[Short problem] Turn the lines below into a numbered list, leaving out any blank lines.

### Data for this exercise ###

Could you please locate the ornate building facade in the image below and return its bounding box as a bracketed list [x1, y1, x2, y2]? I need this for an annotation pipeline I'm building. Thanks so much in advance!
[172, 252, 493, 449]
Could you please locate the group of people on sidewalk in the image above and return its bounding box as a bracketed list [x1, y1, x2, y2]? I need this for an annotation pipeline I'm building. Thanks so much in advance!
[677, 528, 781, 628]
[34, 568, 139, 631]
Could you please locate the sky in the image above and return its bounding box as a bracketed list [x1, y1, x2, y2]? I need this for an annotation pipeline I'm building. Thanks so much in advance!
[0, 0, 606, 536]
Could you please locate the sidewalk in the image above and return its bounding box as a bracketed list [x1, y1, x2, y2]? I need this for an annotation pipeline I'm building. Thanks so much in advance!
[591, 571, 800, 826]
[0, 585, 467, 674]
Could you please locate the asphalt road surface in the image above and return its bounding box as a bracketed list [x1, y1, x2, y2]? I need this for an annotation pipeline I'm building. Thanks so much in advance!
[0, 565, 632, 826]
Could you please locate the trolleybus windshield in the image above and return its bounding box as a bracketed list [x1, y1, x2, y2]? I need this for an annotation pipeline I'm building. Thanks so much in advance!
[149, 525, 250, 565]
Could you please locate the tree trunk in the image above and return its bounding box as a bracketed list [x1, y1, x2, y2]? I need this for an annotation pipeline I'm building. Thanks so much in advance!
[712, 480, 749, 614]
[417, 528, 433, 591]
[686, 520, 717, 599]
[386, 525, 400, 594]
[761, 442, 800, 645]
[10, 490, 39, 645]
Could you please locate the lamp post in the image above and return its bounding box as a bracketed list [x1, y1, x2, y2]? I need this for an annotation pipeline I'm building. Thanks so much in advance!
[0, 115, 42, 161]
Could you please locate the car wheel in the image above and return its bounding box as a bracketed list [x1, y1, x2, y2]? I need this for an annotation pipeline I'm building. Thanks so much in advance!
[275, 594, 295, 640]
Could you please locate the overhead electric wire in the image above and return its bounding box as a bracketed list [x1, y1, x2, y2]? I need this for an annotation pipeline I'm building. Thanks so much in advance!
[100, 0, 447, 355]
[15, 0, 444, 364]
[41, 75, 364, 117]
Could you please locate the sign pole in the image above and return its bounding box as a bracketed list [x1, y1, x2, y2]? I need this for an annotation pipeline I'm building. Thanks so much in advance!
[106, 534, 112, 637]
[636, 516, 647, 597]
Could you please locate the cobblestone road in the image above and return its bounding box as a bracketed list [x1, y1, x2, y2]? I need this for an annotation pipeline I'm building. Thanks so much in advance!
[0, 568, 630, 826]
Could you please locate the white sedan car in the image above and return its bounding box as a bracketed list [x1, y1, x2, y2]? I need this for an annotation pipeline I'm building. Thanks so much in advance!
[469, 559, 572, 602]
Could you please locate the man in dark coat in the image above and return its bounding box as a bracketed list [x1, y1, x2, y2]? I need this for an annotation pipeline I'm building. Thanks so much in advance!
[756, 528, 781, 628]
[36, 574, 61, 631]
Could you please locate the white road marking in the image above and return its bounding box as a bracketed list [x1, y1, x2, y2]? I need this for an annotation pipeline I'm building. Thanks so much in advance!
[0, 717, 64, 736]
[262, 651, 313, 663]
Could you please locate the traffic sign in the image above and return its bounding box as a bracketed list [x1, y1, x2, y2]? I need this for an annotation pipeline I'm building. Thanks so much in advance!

###

[The output]
1. Could you please locate the ornate building facade in the image below and return its bounding box as a bracketed list [x1, y1, x2, y2]? I need this for an annotation pipeline I'm building. Thanks so much in advance!
2. [172, 252, 493, 449]
3. Could you please locate the group of people on sidewalk in the image above and return its bounding box as a bracketed list [x1, y1, x2, y2]? I need this for an annotation pipeline I'm building. Thanks so much in advance!
4. [677, 528, 781, 628]
5. [34, 568, 139, 631]
6. Could you please locate the sky in the image above and return its bounding box as a bracketed list [x1, y1, x2, y2]? I need this for an annotation pipeline I'm building. Thanks so much in advance!
7. [0, 0, 606, 536]
8. Could you please locate the sidewalk in the image above and return its bounding box as a bracketed list [x1, y1, x2, y2]? I need this for an annotation pipeline I'm building. Thanks so much in advance!
9. [591, 571, 800, 826]
10. [0, 585, 467, 674]
11. Could you please locate the asphalt road surface in the image above and return its bounding box as a bracketed list [x1, y1, x2, y2]? I need this for an annotation pipeline I'm building. Thanks so much in advance!
12. [0, 565, 632, 826]
13. Could you please locate the trolleybus windshield in the image above and return its bounding box as a bracketed list [x1, y1, x2, y2]? I need this for an annotation pipeline I'm building. Thanks so much in advance!
14. [149, 525, 250, 565]
15. Could you please locate the tree trunk in the image above and return its bounding box as a bracketed list [x1, y1, x2, y2]? I need this for an annotation pipeline I'm building. Thanks so much in advance!
16. [712, 480, 749, 614]
17. [417, 528, 433, 591]
18. [686, 520, 717, 599]
19. [386, 525, 400, 594]
20. [761, 442, 800, 645]
21. [10, 490, 39, 645]
22. Could you please locate the lamp post in the image above and return its bounding box as a bracketed list [x1, y1, x2, y2]? I need this for an annotation pipeline I'm building. Thanks so much in advance!
23. [0, 115, 42, 161]
24. Could you please locate the car wheel in the image above and return its bounding box as a bracketed list [x1, y1, x2, y2]? I need this for an annotation pipeline I'm building. Thanks so much in advance!
25. [275, 594, 295, 640]
26. Could you please locate the overhead electric wire in the image above and return its bounding box as a bracketed list [x1, y1, x2, y2]? I need this for an annotation pipeline I'm building. Thanks so much in advance!
27. [100, 0, 447, 355]
28. [15, 0, 444, 364]
29. [41, 75, 364, 117]
30. Could you please locate the sign pole in the image above and return its bounding box as a bracketed list [x1, y1, x2, y2]? I need this for an annotation pipeline I'm building. Thanks so much in advance!
31. [106, 534, 112, 637]
32. [636, 516, 647, 597]
33. Could you please locate the cobblestone road in the image above and return its bounding box as a bracketed list [x1, y1, x2, y2]? I need this for an annotation pipeline I'm building. Thanks so much in advance!
34. [0, 568, 630, 826]
35. Could you please locate the white sedan car in the image above and return its bounding box as a bracketed list [x1, y1, x2, y2]? I need this for an annotation pipeline I'm building. Thanks so much in advance!
36. [469, 559, 572, 602]
37. Could you please locate the man in dark coat in the image above and return its bounding box as a bracketed list [x1, y1, x2, y2]? I need this for an annotation pipeline I'm building. Thanks so much in advance!
38. [756, 528, 781, 628]
39. [36, 574, 61, 631]
40. Could you please locate the white road marking in the image above and return its bounding box as a bracketed list [x1, y1, x2, y2]? I need this for an annotation pipeline I'm building. Thanks so much in advance!
41. [0, 717, 64, 736]
42. [262, 651, 313, 663]
43. Could you please locate the traffic sign in the image above and return its bounding box as a bracketed list [x1, y1, x2, y2]? I need this for an annotation pipeline I'm building. Thanks so much in advance!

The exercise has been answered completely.